> _Problem to solve_: Render this sentence from the passage on police credibility in India in Spanish: "Police credibility in India has always been rather low, but it now appears to be scraping rock bottom."

> _Source_:
** START **
Police credibility in India has always been rather low, but it now appears to be scraping rock bottom. One of the critical contributory factors has been the highly visible ‘investigations’ into crimes — including high-profile terrorist cases — that have been carried out, apparently, with questionable competence in the fullest glare of the media. Crucially, even where the Police are right — and it is important to recognise that they often have been — they have discovered ways of undermining their own case, both in terms of credible prosecution and in terms of public perceptions.

It is now abundantly clear that there are tremendous deficiencies of training and capability in investigative procedures right up to the highest echelons of the police. This was most dramatically illustrated in the Aarushi murder case, when an officer of the rank of Inspector-General of Police from Uttar Pradesh articulated perhaps the most crassly worded cock-and-bull story at a widely reported Press conference, accusing the parents of the murdered girl of the crime, against a lurid — and wholly speculative — backdrop of wife-swapping and sexual indiscretions.
** END **
> _Supplied data_:
** START **
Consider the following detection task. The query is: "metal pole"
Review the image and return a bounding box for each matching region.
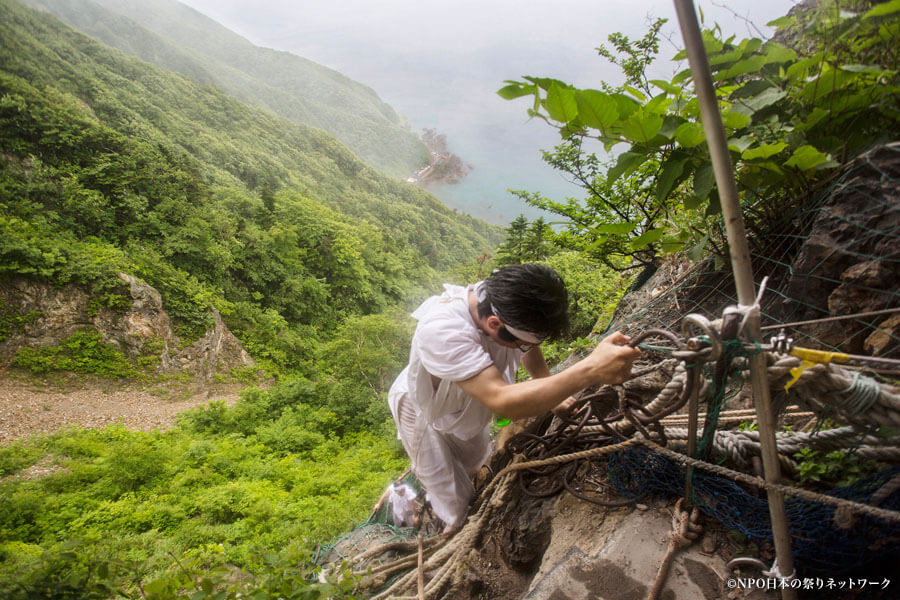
** END **
> _Solution for this task_: La credibilidad de la policía en la India siempre ha sido bastante baja, pero ahora parece estar tocando fondo.